[Image point grounding data]

=====

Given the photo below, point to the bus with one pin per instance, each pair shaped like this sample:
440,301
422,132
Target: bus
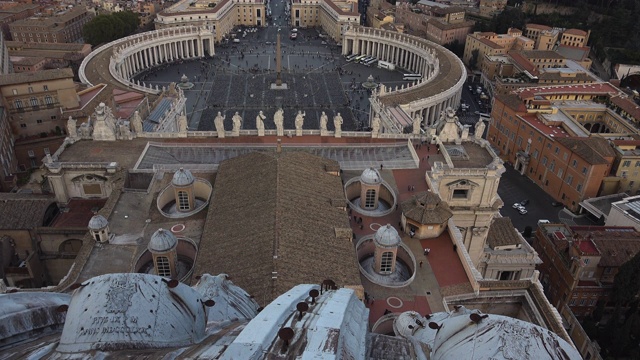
359,57
411,77
366,60
386,65
371,62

=====

- [Problem statement]: Repeat the entries exactly as they are given, leaving out each image.

- [Response box]:
Given the photo below, point to the bus with one pin per instance, each pair shaped like this sample:
440,301
422,132
Target: bus
359,57
411,77
366,60
386,65
371,62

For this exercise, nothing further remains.